## [AIM]
Count how many lines in the entries below contain the word "tire", and give only that number.

#### STORED ROWS

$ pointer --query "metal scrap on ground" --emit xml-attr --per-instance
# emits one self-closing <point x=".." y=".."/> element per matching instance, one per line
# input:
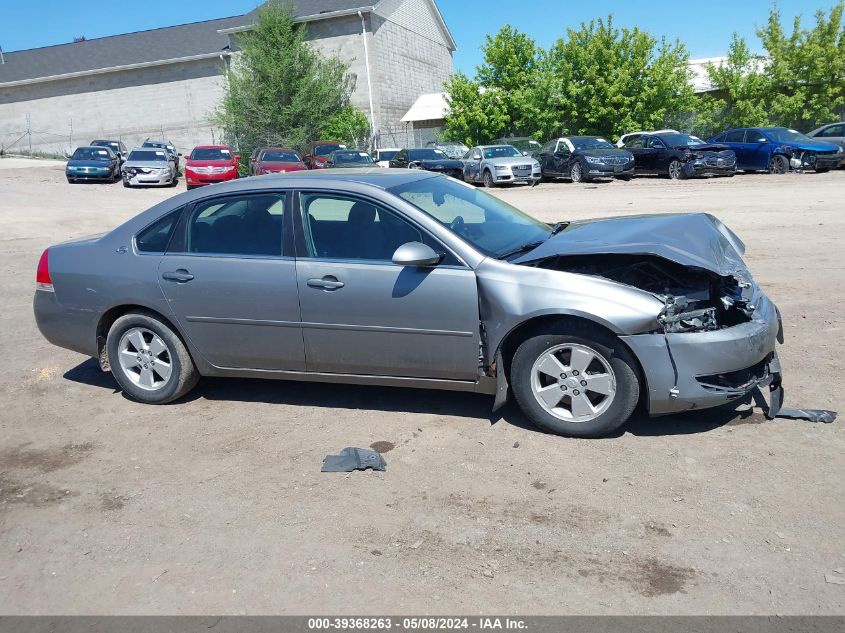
<point x="350" y="459"/>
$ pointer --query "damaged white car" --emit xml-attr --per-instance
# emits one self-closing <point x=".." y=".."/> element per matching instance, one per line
<point x="411" y="279"/>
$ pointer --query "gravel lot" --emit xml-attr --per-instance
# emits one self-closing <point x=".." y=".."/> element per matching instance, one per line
<point x="216" y="504"/>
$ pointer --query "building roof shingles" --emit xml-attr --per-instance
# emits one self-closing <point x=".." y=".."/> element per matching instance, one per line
<point x="172" y="42"/>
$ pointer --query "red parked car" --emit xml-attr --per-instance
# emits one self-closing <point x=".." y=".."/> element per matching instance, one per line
<point x="209" y="164"/>
<point x="318" y="153"/>
<point x="273" y="160"/>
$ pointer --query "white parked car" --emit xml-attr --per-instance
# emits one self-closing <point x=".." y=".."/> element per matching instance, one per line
<point x="625" y="138"/>
<point x="384" y="155"/>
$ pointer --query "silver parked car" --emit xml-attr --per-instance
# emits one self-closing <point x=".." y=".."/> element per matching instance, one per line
<point x="500" y="164"/>
<point x="409" y="278"/>
<point x="148" y="166"/>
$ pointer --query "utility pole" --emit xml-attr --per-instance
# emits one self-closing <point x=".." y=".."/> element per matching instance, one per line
<point x="29" y="132"/>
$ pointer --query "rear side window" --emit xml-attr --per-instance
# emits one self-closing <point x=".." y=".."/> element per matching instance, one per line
<point x="245" y="225"/>
<point x="154" y="238"/>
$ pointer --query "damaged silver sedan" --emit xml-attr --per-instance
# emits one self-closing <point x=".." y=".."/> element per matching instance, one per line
<point x="407" y="278"/>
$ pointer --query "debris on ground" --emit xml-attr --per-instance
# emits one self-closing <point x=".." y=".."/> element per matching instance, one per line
<point x="351" y="458"/>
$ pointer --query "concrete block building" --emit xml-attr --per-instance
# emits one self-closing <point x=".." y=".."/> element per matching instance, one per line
<point x="166" y="83"/>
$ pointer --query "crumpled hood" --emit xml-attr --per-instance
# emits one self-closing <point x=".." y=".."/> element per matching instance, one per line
<point x="693" y="239"/>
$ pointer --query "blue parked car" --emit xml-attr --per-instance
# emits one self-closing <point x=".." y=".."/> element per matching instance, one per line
<point x="779" y="149"/>
<point x="93" y="163"/>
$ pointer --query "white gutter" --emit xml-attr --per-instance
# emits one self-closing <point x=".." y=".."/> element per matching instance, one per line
<point x="367" y="64"/>
<point x="328" y="15"/>
<point x="113" y="69"/>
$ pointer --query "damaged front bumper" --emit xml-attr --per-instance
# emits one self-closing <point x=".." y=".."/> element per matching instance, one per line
<point x="697" y="370"/>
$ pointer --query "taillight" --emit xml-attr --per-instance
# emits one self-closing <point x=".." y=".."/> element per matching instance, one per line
<point x="42" y="275"/>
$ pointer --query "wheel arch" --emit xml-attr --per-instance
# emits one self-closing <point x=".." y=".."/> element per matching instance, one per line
<point x="544" y="322"/>
<point x="111" y="315"/>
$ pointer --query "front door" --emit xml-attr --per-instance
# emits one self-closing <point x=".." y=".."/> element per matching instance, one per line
<point x="362" y="314"/>
<point x="230" y="286"/>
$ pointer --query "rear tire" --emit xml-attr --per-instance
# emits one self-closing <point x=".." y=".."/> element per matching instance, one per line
<point x="612" y="370"/>
<point x="148" y="359"/>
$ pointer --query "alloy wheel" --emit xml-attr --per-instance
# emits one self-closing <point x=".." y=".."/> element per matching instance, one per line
<point x="675" y="169"/>
<point x="573" y="382"/>
<point x="145" y="359"/>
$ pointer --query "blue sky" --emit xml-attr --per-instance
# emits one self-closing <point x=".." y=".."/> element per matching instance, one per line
<point x="705" y="27"/>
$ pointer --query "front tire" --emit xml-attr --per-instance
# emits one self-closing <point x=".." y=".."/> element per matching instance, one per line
<point x="675" y="170"/>
<point x="778" y="164"/>
<point x="582" y="384"/>
<point x="576" y="173"/>
<point x="148" y="359"/>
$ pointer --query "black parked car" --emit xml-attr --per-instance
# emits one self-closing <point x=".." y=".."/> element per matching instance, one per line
<point x="429" y="159"/>
<point x="680" y="156"/>
<point x="583" y="158"/>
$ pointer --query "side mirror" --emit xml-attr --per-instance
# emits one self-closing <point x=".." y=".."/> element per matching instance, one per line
<point x="416" y="254"/>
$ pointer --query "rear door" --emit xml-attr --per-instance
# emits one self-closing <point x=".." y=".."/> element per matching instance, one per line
<point x="756" y="150"/>
<point x="735" y="139"/>
<point x="643" y="157"/>
<point x="364" y="315"/>
<point x="230" y="279"/>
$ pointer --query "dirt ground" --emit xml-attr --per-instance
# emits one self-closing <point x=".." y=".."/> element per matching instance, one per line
<point x="216" y="504"/>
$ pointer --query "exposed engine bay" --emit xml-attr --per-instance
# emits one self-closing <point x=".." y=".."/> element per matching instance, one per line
<point x="697" y="300"/>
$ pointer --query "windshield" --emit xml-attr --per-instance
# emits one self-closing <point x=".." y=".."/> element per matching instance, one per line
<point x="159" y="145"/>
<point x="491" y="225"/>
<point x="501" y="151"/>
<point x="351" y="157"/>
<point x="281" y="157"/>
<point x="325" y="150"/>
<point x="211" y="153"/>
<point x="526" y="145"/>
<point x="426" y="154"/>
<point x="453" y="150"/>
<point x="681" y="140"/>
<point x="785" y="135"/>
<point x="92" y="153"/>
<point x="590" y="142"/>
<point x="149" y="155"/>
<point x="113" y="145"/>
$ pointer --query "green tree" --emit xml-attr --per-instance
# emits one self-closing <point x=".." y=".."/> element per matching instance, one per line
<point x="349" y="125"/>
<point x="609" y="81"/>
<point x="280" y="91"/>
<point x="505" y="98"/>
<point x="798" y="81"/>
<point x="805" y="70"/>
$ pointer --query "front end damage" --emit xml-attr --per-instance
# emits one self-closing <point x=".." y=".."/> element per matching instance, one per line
<point x="714" y="340"/>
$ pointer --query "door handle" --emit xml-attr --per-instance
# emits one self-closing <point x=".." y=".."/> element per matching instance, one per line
<point x="329" y="282"/>
<point x="180" y="276"/>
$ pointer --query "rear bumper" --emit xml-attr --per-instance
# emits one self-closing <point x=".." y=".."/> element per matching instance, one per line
<point x="65" y="327"/>
<point x="713" y="368"/>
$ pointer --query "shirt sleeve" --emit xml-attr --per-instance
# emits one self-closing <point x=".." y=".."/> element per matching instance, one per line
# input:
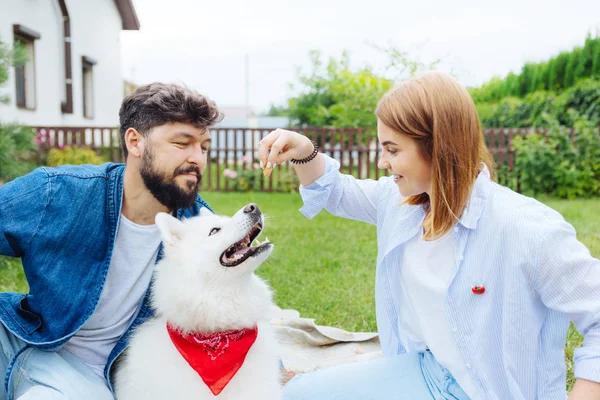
<point x="341" y="195"/>
<point x="23" y="202"/>
<point x="568" y="281"/>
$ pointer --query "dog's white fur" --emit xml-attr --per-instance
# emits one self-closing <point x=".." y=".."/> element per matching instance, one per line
<point x="193" y="291"/>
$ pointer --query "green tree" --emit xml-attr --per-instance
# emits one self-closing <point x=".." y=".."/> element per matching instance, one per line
<point x="335" y="94"/>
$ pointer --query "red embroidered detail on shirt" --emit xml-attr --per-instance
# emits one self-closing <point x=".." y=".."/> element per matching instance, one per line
<point x="216" y="357"/>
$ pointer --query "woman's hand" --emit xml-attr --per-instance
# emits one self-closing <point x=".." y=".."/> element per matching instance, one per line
<point x="282" y="145"/>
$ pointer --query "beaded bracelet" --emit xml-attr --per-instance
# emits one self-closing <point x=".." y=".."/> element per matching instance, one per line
<point x="310" y="157"/>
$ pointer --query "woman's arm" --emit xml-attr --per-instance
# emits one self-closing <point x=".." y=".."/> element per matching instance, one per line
<point x="323" y="186"/>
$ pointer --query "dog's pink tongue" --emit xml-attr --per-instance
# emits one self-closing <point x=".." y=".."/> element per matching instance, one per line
<point x="240" y="253"/>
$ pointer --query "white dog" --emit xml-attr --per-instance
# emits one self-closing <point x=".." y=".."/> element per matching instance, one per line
<point x="210" y="337"/>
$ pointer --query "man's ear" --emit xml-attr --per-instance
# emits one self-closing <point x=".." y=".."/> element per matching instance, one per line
<point x="133" y="141"/>
<point x="171" y="229"/>
<point x="205" y="212"/>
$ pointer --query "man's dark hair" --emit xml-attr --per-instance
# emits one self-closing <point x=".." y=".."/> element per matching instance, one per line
<point x="159" y="104"/>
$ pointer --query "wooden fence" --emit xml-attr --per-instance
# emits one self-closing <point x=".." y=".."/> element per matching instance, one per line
<point x="234" y="151"/>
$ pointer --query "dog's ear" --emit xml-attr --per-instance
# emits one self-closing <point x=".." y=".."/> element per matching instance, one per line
<point x="205" y="212"/>
<point x="171" y="229"/>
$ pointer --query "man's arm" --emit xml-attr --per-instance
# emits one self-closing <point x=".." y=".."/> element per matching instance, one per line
<point x="23" y="202"/>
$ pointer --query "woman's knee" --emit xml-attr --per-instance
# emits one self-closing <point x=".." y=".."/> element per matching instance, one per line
<point x="57" y="377"/>
<point x="398" y="377"/>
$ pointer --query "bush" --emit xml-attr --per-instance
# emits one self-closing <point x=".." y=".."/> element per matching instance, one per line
<point x="73" y="155"/>
<point x="18" y="152"/>
<point x="559" y="165"/>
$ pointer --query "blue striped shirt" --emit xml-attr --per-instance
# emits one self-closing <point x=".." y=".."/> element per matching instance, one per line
<point x="537" y="276"/>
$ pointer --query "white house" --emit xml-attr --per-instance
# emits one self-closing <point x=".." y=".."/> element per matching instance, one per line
<point x="73" y="74"/>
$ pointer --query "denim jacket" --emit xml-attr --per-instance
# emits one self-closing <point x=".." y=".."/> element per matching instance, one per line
<point x="62" y="222"/>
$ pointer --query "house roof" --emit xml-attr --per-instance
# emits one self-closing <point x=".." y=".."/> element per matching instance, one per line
<point x="128" y="15"/>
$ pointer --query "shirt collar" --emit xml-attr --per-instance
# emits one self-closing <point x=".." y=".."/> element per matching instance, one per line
<point x="479" y="194"/>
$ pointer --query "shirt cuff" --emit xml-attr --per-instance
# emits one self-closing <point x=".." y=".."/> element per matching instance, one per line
<point x="315" y="195"/>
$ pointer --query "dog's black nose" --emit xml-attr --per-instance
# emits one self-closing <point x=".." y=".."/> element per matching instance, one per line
<point x="251" y="209"/>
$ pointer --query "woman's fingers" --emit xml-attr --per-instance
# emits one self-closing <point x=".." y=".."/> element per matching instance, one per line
<point x="265" y="145"/>
<point x="279" y="146"/>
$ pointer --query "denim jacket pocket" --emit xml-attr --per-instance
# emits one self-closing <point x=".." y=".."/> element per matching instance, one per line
<point x="32" y="321"/>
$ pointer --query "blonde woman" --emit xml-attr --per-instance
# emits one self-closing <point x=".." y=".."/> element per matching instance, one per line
<point x="475" y="284"/>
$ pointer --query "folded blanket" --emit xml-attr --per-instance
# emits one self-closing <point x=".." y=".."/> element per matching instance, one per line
<point x="307" y="346"/>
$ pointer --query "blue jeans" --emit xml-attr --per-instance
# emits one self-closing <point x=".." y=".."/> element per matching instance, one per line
<point x="48" y="375"/>
<point x="416" y="376"/>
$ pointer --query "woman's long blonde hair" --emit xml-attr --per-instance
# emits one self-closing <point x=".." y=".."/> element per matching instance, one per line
<point x="434" y="109"/>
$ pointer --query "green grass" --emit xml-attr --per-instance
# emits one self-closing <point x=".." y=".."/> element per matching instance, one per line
<point x="325" y="268"/>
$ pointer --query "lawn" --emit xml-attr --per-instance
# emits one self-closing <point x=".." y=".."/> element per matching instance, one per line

########

## [RIGHT ANSWER]
2